What you need to do: Restate the complete material exactly.

Object position labeling entries:
● ● ●

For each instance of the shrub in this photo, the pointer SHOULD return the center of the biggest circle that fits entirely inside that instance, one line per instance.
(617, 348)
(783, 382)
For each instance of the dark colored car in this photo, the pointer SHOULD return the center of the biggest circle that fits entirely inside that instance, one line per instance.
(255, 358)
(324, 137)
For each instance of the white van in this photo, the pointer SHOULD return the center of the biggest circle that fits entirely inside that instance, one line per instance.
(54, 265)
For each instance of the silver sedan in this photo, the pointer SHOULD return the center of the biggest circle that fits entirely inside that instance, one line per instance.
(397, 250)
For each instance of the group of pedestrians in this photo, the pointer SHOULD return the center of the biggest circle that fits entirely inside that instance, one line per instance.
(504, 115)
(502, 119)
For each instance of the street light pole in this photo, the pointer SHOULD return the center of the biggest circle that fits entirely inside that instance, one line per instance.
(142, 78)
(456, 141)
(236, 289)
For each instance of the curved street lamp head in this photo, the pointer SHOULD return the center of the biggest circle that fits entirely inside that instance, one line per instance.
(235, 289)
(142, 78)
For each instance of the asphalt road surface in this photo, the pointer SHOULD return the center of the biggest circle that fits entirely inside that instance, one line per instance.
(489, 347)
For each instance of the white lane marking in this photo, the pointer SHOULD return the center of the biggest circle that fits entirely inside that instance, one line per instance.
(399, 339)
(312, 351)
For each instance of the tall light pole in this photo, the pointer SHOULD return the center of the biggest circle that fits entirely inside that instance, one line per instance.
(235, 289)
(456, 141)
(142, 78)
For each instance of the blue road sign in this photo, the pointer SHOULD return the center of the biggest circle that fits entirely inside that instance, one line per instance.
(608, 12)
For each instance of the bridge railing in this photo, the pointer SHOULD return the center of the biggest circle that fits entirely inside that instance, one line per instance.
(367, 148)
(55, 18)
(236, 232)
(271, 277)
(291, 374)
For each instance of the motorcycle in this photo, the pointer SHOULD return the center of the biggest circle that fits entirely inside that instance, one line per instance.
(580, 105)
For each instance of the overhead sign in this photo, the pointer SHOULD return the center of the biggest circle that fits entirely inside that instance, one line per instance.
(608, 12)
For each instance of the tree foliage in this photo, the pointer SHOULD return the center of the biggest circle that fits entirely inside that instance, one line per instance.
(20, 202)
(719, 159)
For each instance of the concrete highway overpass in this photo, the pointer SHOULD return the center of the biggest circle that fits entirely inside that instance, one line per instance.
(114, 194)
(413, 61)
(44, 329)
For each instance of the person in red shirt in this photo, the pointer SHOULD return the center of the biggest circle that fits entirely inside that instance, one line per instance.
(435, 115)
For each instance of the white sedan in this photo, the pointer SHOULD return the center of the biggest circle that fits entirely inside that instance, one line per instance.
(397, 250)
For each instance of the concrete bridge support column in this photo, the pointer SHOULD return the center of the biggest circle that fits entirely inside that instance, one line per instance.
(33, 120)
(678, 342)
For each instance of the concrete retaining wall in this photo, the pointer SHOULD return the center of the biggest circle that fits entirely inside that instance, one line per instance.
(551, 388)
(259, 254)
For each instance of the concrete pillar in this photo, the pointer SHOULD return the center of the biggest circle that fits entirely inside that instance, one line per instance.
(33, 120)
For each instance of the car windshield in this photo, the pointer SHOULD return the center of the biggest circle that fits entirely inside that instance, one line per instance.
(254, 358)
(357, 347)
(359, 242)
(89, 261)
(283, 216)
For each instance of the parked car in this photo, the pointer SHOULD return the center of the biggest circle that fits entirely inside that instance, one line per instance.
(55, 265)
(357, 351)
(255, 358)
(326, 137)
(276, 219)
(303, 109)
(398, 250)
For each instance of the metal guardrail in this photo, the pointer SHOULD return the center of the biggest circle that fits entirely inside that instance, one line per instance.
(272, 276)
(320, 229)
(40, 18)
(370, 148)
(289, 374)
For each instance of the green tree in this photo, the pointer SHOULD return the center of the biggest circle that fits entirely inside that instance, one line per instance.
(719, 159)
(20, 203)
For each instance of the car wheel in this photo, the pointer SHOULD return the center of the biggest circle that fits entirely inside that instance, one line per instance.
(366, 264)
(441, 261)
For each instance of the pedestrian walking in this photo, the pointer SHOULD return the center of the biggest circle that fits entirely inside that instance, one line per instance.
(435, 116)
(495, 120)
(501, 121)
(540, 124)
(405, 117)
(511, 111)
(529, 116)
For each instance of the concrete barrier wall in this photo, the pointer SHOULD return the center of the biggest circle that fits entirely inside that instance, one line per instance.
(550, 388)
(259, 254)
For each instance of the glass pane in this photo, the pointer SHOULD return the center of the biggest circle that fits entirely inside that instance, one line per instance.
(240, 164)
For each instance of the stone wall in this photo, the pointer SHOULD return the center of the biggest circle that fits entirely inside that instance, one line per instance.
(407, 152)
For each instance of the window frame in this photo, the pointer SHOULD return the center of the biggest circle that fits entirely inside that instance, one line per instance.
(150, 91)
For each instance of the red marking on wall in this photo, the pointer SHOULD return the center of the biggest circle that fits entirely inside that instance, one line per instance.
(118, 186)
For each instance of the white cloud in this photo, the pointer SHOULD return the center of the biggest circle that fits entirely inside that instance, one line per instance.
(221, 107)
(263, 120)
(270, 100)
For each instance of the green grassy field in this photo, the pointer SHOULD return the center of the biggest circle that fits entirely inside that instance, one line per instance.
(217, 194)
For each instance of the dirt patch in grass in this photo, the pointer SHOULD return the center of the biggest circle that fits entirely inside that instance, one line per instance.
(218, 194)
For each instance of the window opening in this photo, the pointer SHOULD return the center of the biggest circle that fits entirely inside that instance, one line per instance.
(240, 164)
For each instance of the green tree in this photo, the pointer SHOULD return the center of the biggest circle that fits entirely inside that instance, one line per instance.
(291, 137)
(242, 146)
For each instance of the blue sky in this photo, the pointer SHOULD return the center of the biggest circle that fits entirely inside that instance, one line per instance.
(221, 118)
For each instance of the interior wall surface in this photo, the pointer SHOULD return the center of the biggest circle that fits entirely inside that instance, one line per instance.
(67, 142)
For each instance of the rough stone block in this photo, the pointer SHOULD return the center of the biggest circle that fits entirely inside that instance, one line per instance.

● ● ●

Solution to this problem:
For each instance of the shrub in this photo, the pointer SHOULD return the center of the biggest circle that fits entirely inside that instance, one line per instance.
(617, 348)
(783, 382)
For each instance of the dark colored car in this photo, the pointer SHOULD return the center of the biggest circle that fits entirely inside that instance, one line per instance.
(255, 358)
(324, 137)
For each instance of the white van in this photo, the pointer SHOULD return the center of the biggest circle that fits entirely inside that instance, one line per instance.
(54, 265)
For each instance of the silver sedan in this photo, the pointer SHOULD return the center of the biggest circle that fits entirely inside that instance, one line per instance.
(397, 250)
For each instance of the group of pedestrians in this photo, the pointer SHOULD return the center of the biggest circle that fits entirely inside that instance, one line per instance.
(504, 115)
(502, 119)
For each instance of the street light pole in this photo, the pointer SHOULD return the center of the biggest circle that fits entirely inside that instance, one line per instance.
(142, 78)
(456, 141)
(236, 289)
For each instance of the curved street lamp head in this photo, the pointer SHOULD return the center of the biggest circle that fits entirely inside that instance, one line per instance.
(235, 289)
(142, 78)
For each instance of the asphalt road surface in this photo, the pointer SHOULD return the center of the biggest circle that fits entirely inside that instance, one line per instance.
(489, 347)
For each instance of the white lane marking in this photo, the pointer SHOULD return the center of the biggest circle that fits entirely inside that instance, one line per instance.
(399, 339)
(312, 351)
For each instance of the tall light pole in this photo, the pointer SHOULD return the center of the biggest circle that fits entirely inside that instance, one line per instance.
(235, 289)
(456, 141)
(142, 78)
For each instance of the blue road sign in this photo, the pointer SHOULD return the center of the biggest circle that fits entirely inside that instance, one line per instance.
(608, 12)
For each instance of the bridge railing in this photo, the pointer SHOULD return the center of the biggest circle that fits entirely inside that instance, one line per instance.
(367, 148)
(55, 18)
(236, 232)
(271, 277)
(291, 374)
For each instance of the motorcycle in this photo, the pointer SHOULD return the center of the biggest circle that fits entirely inside that instance, one line per instance.
(580, 105)
For each instance of the overhead sign in this photo, the pointer SHOULD return the center of the biggest circle that fits entirely inside that instance, one line per instance.
(608, 12)
For each instance of the tree foliage in this photo, the pointer SHOULD return the center of the biggest circle that fits entirely inside that instance, one line per instance.
(20, 202)
(719, 159)
For each instance of the concrete highway overpass in this photo, the pointer SHOULD return the center of the biggest circle that fits entirely inside that instance, one line per instance.
(114, 194)
(413, 61)
(44, 329)
For each instance of the person in red shirt in this photo, the pointer SHOULD return the center of the biggest circle that fits entirely inside that instance, one line per instance.
(435, 115)
For each instance of the white sedan in this photo, the pointer SHOULD return the center of the biggest circle that fits entirely inside that instance, one line per instance.
(397, 250)
For each instance of the concrete bridge support column in this photo, the pointer SHOULD return the center of the biggest circle that fits entirely inside that instance, one line per instance.
(33, 120)
(678, 342)
For each instance of the concrete retaining wall in this photo, the pointer SHOULD return the center of the biggest circle that fits entirely inside that instance, one line per instance.
(551, 388)
(259, 254)
For each instance of the concrete pillar in this photo, the pointer SHOULD return the center of the biggest circle that fits entirely inside that instance, one line per instance.
(33, 120)
For each instance of the car windshield in this photo, the pointer SHOULD return the center of the biggest circle that fits entirely inside that instance, one line per instance.
(254, 358)
(357, 347)
(359, 242)
(89, 261)
(283, 216)
For each instance of the parked car in this photo, the pointer SHOULD return the center of the biggest circle that fits entirely inside that instance, one line per instance.
(55, 265)
(357, 351)
(255, 358)
(326, 137)
(276, 219)
(303, 109)
(398, 250)
For each instance of the metal guardrail in this photo, the pointer SHOULD return the center of the biggest circle that fits entirely inside that instance, one line per instance.
(272, 276)
(320, 229)
(40, 18)
(370, 148)
(289, 374)
For each instance of the green tree in this photo, the pointer SHOULD return the center of the biggest circle that fits entirely inside that instance, one line per instance.
(719, 159)
(20, 203)
For each instance of the car wheel in this photo, the pointer SHOULD return the center of the biggest circle that fits entirely inside that instance, one line per instance.
(366, 264)
(441, 261)
For each instance of the pedestrian walking in this photo, the pointer SHOULD return the center of the biggest circle that fits entirely inside that instance, one line per instance.
(435, 116)
(495, 120)
(501, 121)
(540, 124)
(405, 117)
(511, 111)
(529, 116)
For each instance of the concrete barrier wall in this photo, the pointer SHOULD return the center of the biggest circle that fits entirely inside that instance, one line per instance.
(550, 388)
(259, 254)
For each instance of the glass pane in this photo, the pointer SHOULD return the center of the biggest circle that fits entirely inside that instance, one line per instance.
(240, 164)
For each instance of the stone wall in this photo, the pointer SHOULD return the center of the biggest circle that fits entirely inside that instance, one line per instance.
(407, 152)
For each instance of the window frame in this photo, the pointer SHOULD return the center of the biggest circle that fits entirely inside that instance, one line per instance.
(150, 91)
For each instance of the red marking on wall in this photo, the pointer SHOULD return the center of the biggest circle that fits entirely inside that instance, one line per instance.
(118, 186)
For each instance of the white cloud in this photo, the pointer SHOULD return the center of the biggest circle that fits entirely inside that instance, one line per instance.
(221, 107)
(263, 120)
(270, 100)
For each instance of the green grassy field in this photo, the pointer SHOULD return the center of the biggest circle that fits entirely inside that instance, one line per instance.
(217, 194)
For each instance of the dirt patch in grass in this photo, the pointer SHOULD return the center of the biggest circle that fits entirely inside that instance, one line per instance.
(218, 194)
For each instance of the window opening in this photo, the pointer SHOULD return the center of the biggest circle that fits entirely inside that instance, one line per instance.
(240, 164)
For each instance of the green tree in this photo, the pointer SHOULD return the center of the biggest circle that fits entirely inside that instance, one line per instance.
(291, 137)
(242, 146)
For each instance of the blue sky in this photo, the pointer SHOULD return the center of the biggest circle that fits entirely inside that instance, one line per instance.
(221, 118)
For each instance of the interior wall surface in this photo, the pointer SHOULD return the center of the biggest circle that fits entirely inside that instance, one line per instance.
(67, 142)
For each instance of the rough stone block in this photo, the pointer SHOULD return the center of the biggest circle that fits entirely inside that instance, one line per instance.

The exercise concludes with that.